WHAT IS BEING ASKED>
The listing is to be duplicated in full, exactly as written.

[SUPPLIED DATA]

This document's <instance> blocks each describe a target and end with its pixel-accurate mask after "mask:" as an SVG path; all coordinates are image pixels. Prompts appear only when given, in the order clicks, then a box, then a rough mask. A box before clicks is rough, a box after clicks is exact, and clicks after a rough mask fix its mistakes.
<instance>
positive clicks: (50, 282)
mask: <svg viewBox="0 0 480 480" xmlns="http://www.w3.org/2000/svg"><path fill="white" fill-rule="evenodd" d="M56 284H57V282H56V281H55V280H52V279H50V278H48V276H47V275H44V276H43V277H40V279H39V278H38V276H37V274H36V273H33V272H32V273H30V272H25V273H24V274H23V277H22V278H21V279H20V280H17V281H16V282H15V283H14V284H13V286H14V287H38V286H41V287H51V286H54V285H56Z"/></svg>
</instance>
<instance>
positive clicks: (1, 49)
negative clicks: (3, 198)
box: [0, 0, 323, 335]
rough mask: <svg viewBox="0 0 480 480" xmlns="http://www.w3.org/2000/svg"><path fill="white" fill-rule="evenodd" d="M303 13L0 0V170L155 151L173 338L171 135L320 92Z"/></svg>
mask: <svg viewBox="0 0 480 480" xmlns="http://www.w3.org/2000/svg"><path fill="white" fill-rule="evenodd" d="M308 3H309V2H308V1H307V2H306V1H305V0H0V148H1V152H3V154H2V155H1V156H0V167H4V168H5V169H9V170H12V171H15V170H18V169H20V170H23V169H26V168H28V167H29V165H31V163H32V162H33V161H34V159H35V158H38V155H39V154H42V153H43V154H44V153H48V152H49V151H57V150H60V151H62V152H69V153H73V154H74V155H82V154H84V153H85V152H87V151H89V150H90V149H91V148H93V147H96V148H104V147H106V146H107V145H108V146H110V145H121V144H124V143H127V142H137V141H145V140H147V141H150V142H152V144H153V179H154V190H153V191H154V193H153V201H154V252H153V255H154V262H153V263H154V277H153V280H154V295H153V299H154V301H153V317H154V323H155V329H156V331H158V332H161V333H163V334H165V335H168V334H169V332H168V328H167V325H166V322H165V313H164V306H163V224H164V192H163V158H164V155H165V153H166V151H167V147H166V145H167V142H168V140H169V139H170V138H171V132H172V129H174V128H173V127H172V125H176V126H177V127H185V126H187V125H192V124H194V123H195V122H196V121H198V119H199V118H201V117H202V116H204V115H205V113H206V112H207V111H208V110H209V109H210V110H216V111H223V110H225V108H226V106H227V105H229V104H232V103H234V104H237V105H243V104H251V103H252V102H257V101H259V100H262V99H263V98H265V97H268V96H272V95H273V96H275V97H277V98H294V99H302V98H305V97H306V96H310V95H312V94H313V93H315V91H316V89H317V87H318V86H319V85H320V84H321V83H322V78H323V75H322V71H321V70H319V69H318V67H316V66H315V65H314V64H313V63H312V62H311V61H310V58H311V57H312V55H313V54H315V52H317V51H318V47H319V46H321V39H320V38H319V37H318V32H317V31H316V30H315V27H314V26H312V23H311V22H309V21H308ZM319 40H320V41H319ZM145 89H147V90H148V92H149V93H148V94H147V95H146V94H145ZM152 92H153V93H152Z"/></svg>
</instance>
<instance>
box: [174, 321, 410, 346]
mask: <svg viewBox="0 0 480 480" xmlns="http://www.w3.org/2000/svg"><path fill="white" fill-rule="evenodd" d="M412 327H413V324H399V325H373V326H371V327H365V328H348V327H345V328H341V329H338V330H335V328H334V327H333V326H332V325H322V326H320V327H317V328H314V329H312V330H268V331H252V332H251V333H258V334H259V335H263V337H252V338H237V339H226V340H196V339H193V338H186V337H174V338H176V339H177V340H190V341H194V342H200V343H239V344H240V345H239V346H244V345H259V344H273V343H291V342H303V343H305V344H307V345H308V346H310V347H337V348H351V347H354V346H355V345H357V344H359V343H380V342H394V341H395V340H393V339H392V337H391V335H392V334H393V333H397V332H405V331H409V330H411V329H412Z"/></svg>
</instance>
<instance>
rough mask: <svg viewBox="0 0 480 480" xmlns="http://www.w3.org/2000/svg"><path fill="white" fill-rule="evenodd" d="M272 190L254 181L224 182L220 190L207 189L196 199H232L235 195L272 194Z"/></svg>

[/SUPPLIED DATA]

THE COMPLETED TASK>
This document's <instance> blocks each describe a target and end with its pixel-accurate mask after "mask:" as an SVG path; all coordinates are image pixels. Prompts appear only when given, in the order clicks, then a box, then a rough mask. A box before clicks is rough, a box after clicks is exact, and clicks after a rough mask fix its mistakes.
<instance>
positive clicks: (50, 282)
mask: <svg viewBox="0 0 480 480" xmlns="http://www.w3.org/2000/svg"><path fill="white" fill-rule="evenodd" d="M56 284H57V282H56V281H55V280H52V279H50V278H48V276H47V275H44V276H43V277H40V279H39V278H38V276H37V274H36V273H33V272H32V273H30V272H25V273H24V274H23V277H22V278H21V279H20V280H17V281H16V282H15V283H14V284H13V286H14V287H38V286H41V287H51V286H54V285H56Z"/></svg>
</instance>
<instance>
positive clicks: (1, 49)
negative clicks: (3, 198)
box: [0, 0, 323, 335]
rough mask: <svg viewBox="0 0 480 480" xmlns="http://www.w3.org/2000/svg"><path fill="white" fill-rule="evenodd" d="M303 13L0 0V170L155 151L173 338L171 135L320 92Z"/></svg>
mask: <svg viewBox="0 0 480 480" xmlns="http://www.w3.org/2000/svg"><path fill="white" fill-rule="evenodd" d="M308 3H309V2H308V1H307V2H306V1H305V0H0V148H1V152H3V154H2V155H1V156H0V167H4V168H5V169H9V170H12V171H15V170H18V169H20V170H23V169H26V168H28V167H29V165H31V163H32V162H33V161H34V159H35V158H38V155H39V154H42V153H43V154H44V153H48V152H49V151H57V150H60V151H62V152H69V153H73V154H74V155H82V154H84V153H85V152H87V151H89V150H90V149H91V148H93V147H96V148H104V147H106V146H107V145H108V146H110V145H121V144H124V143H127V142H137V141H145V140H147V141H150V142H152V144H153V179H154V190H153V191H154V193H153V201H154V252H153V255H154V262H153V263H154V277H153V280H154V295H153V299H154V301H153V317H154V323H155V329H156V331H158V332H161V333H163V334H165V335H168V334H169V332H168V328H167V325H166V322H165V313H164V306H163V224H164V192H163V158H164V155H165V153H166V151H167V147H166V145H167V142H168V140H169V139H170V138H171V132H172V129H174V128H173V127H172V125H176V126H177V127H185V126H187V125H192V124H194V123H195V122H196V121H198V119H199V118H201V117H202V116H204V115H205V113H206V112H207V111H208V110H209V109H210V110H216V111H223V110H225V108H226V106H227V105H229V104H232V103H234V104H237V105H243V104H251V103H252V102H257V101H259V100H262V99H263V98H265V97H268V96H272V95H273V96H275V97H277V98H294V99H302V98H305V97H306V96H310V95H312V94H313V93H315V91H316V89H317V87H318V86H319V85H320V84H321V83H322V78H323V75H322V71H321V70H319V69H318V67H316V66H315V65H314V64H313V63H312V62H311V61H310V58H311V57H312V55H313V54H315V52H317V51H318V47H319V46H321V39H320V38H319V37H318V32H317V31H316V30H315V27H314V26H312V23H311V22H309V21H308ZM319 40H320V41H319ZM145 89H147V90H148V92H149V93H148V94H147V95H146V94H145ZM152 92H153V93H152Z"/></svg>
</instance>
<instance>
box: [174, 321, 410, 346]
mask: <svg viewBox="0 0 480 480" xmlns="http://www.w3.org/2000/svg"><path fill="white" fill-rule="evenodd" d="M412 327H413V324H399V325H373V326H371V327H365V328H348V327H345V328H341V329H338V330H335V328H334V327H333V326H332V325H322V326H320V327H317V328H314V329H312V330H268V331H252V332H251V333H258V334H259V335H263V337H252V338H237V339H226V340H196V339H193V338H186V337H174V338H176V339H177V340H190V341H194V342H200V343H239V344H240V345H239V346H244V345H259V344H273V343H291V342H303V343H305V344H307V345H308V346H310V347H337V348H351V347H354V346H355V345H357V344H359V343H380V342H394V341H395V340H393V339H392V337H391V335H392V334H393V333H397V332H405V331H409V330H411V329H412Z"/></svg>
</instance>
<instance>
rough mask: <svg viewBox="0 0 480 480" xmlns="http://www.w3.org/2000/svg"><path fill="white" fill-rule="evenodd" d="M272 190L254 181L224 182L220 190L207 189L196 199H232L235 195L272 194Z"/></svg>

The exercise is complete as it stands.